→ Work instruction
Copy out every line from the records that includes "below".

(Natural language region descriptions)
● ● ● ●
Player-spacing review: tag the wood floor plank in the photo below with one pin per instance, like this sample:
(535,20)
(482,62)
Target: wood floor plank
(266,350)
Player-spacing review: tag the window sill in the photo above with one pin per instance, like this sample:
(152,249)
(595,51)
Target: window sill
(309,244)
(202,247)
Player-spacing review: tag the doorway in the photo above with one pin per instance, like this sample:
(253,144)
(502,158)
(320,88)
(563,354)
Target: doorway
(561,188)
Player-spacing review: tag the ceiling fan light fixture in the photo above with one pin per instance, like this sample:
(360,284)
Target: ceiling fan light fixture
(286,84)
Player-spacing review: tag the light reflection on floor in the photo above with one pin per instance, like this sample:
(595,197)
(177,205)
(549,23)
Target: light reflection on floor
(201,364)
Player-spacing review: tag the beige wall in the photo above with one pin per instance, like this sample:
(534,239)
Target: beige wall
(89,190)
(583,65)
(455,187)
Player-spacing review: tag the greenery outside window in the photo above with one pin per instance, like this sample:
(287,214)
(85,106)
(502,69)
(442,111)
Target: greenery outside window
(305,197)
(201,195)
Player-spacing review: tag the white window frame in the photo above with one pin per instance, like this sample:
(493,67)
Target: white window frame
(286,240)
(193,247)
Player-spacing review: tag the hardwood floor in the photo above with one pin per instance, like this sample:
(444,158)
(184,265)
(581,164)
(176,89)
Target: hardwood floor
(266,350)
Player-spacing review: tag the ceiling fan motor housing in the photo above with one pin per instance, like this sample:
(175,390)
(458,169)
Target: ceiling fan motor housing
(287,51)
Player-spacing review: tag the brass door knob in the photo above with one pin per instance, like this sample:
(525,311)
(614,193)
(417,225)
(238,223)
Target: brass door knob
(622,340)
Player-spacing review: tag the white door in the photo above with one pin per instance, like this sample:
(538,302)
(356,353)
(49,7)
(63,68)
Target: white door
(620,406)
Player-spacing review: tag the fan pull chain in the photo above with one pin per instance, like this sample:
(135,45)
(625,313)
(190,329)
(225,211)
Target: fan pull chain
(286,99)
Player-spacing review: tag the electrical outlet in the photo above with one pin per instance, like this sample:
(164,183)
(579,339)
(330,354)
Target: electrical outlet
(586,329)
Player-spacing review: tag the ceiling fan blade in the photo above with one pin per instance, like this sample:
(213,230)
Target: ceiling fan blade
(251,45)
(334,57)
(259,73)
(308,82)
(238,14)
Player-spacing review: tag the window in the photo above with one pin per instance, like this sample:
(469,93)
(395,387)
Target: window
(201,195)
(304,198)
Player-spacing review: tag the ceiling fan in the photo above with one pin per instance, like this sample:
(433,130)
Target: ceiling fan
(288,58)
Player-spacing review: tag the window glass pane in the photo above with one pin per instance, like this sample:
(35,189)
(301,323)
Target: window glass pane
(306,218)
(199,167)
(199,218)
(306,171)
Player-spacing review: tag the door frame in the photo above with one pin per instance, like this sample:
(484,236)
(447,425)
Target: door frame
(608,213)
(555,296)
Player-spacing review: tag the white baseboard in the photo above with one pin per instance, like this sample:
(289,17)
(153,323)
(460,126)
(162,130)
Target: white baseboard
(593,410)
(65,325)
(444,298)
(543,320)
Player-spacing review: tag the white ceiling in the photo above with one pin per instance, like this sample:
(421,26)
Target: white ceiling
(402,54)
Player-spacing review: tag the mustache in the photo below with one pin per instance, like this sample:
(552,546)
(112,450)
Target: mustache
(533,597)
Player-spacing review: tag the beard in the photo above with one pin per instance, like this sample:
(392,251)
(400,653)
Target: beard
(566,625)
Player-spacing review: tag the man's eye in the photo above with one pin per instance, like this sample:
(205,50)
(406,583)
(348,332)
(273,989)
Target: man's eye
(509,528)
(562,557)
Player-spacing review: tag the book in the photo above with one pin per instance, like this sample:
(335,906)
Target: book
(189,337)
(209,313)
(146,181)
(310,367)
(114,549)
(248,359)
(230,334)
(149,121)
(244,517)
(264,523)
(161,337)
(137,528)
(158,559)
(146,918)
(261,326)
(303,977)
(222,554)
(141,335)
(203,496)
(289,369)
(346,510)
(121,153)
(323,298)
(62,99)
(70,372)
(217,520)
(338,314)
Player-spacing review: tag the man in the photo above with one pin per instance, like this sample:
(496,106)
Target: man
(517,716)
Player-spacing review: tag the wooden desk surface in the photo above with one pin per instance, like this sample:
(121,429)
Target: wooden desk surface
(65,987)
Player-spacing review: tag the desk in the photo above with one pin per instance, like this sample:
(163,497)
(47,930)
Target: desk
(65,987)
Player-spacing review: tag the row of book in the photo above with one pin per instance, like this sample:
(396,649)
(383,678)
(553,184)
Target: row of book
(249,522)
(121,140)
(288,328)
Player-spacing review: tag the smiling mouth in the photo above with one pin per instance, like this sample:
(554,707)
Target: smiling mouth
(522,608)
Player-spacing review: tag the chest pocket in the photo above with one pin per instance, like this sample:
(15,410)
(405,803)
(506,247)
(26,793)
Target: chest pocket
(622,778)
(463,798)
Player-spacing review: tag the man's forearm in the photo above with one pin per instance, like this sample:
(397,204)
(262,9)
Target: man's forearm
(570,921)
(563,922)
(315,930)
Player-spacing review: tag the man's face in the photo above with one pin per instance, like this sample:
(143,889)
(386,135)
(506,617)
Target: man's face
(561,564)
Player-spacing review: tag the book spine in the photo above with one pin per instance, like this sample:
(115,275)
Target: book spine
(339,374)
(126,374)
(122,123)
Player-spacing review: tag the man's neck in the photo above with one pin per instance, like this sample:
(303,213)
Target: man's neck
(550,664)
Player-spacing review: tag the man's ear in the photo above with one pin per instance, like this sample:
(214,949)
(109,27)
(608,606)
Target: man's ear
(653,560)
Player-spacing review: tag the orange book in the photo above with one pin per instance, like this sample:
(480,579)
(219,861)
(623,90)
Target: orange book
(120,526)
● ● ● ●
→ Reply
Player-spacing review: tag the wood floor plank in the photo below with one pin per instance, like this sample:
Player-spacing review: tag the mustache in the photo below with one pin per instance, like this sample:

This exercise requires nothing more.